> **IL TUO OBIETTIVO**:
Riporta il passo del testo sul buffet dell'aperitivo da "Erica Mou durante" fino a "sembra uno schifo." compreso, rinominando "pizza" in "torta salata".

> **BLOCCO DI TESTO**:
━━━━━━━━━━━━━━━━

Erica Mou durante il concerto al Cortile Café

Avete presente quando siete al buffet dell’aperitivo e, dopo aver spizzicato olive, patatine, pop corn, noccioline, sedani, carote, crostini col salame, cracker col Philadelphia e, quando va grassa, quadratini di focaccia e di piadina scarsamente farcita, finalmente arriva la pizza? L’assalto delle cavallette è tale che a stento si riesce a recuperarne un piccolo trancio e mentre lo ingurgiti in due bocconi, già allunghi il collo per vedere se ne è rimasto un pezzo (pia speranza) o se ne portano ancora (arriverà, ma tra almeno venti minuti). La verità è che se sei fortunato riesci a servirti a malapena due volte, e resti lì con la voglia di pizza e l’ultimo sedano in mano e il bicchiere dello spritz vuoto, e la vita ti sembra uno schifo.

━━━━━━━━━━━━━━━━

> **MATERIALE MOSTRATO**:

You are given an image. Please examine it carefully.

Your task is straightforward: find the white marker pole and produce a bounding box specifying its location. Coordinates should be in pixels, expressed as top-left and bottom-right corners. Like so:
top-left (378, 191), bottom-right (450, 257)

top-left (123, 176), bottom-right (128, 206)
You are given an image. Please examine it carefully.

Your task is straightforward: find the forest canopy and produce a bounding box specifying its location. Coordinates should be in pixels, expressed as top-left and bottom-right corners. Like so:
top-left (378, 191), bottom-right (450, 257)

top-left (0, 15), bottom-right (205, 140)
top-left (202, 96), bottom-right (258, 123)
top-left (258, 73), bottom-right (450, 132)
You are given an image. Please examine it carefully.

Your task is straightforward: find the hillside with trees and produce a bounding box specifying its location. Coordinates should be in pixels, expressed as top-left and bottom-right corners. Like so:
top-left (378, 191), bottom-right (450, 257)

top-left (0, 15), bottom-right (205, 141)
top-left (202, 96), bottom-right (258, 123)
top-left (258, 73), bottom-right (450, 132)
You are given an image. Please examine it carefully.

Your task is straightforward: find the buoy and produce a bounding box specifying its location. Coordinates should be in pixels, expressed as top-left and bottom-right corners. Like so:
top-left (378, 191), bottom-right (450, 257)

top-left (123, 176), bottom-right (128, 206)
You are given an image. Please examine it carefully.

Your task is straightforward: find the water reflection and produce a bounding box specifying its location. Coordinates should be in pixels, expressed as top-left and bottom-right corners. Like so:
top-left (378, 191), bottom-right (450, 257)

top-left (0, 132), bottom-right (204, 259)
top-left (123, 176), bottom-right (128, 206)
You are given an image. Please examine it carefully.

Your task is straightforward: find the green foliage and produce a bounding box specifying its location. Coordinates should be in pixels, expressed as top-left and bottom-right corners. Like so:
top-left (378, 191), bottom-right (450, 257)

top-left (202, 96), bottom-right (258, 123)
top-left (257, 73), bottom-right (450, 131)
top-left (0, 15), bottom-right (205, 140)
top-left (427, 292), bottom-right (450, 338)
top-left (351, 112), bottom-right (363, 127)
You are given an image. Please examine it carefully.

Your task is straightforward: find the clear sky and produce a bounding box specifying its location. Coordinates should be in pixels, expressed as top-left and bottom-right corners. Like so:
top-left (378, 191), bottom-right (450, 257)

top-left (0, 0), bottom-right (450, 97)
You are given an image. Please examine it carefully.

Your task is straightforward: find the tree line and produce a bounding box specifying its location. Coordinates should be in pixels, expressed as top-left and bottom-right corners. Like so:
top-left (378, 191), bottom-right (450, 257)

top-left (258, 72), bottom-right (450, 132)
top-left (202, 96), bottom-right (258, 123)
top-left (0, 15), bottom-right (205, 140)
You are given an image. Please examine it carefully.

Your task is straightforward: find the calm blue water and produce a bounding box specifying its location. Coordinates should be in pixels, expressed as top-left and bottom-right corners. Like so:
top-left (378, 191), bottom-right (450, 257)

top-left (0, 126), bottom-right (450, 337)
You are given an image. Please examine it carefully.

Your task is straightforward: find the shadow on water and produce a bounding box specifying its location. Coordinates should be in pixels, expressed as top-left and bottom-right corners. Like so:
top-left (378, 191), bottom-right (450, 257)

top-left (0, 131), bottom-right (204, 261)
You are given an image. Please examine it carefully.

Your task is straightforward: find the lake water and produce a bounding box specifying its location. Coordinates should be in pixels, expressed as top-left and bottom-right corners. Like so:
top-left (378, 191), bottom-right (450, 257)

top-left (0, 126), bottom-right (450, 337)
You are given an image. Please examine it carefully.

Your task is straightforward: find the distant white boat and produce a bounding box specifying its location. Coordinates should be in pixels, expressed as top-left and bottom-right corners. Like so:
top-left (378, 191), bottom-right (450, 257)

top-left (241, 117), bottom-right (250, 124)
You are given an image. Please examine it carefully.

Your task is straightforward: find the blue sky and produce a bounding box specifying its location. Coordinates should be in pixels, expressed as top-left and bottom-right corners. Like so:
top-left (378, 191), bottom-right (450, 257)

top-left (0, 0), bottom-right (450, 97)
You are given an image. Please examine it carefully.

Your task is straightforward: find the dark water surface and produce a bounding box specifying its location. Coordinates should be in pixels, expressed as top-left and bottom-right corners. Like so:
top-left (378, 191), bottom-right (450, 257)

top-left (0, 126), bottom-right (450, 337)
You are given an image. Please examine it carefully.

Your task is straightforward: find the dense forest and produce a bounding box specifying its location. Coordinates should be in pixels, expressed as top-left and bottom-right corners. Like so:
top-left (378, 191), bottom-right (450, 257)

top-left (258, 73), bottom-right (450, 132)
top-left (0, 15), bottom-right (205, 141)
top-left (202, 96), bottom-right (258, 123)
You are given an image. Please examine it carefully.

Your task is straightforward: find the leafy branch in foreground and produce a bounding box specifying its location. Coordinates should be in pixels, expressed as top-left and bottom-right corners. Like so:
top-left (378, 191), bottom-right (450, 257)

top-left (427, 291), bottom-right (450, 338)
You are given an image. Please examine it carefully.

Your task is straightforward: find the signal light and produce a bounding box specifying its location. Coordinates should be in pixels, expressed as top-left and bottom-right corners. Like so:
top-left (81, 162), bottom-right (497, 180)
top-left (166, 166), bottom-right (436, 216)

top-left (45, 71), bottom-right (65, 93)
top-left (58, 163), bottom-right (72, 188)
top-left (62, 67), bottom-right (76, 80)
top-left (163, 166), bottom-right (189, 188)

━━━━━━━━━━━━━━━━

> **SOLUZIONE**:
Erica Mou durante il concerto al Cortile Café

Avete presente quando siete al buffet dell’aperitivo e, dopo aver spizzicato olive, patatine, pop corn, noccioline, sedani, carote, crostini col salame, cracker col Philadelphia e, quando va grassa, quadratini di focaccia e di piadina scarsamente farcita, finalmente arriva la torta salata? L’assalto delle cavallette è tale che a stento si riesce a recuperarne un piccolo trancio e mentre lo ingurgiti in due bocconi, già allunghi il collo per vedere se ne è rimasto un pezzo (pia speranza) o se ne portano ancora (arriverà, ma tra almeno venti minuti). La verità è che se sei fortunato riesci a servirti a malapena due volte, e resti lì con la voglia di torta salata e l’ultimo sedano in mano e il bicchiere dello spritz vuoto, e la vita ti sembra uno schifo.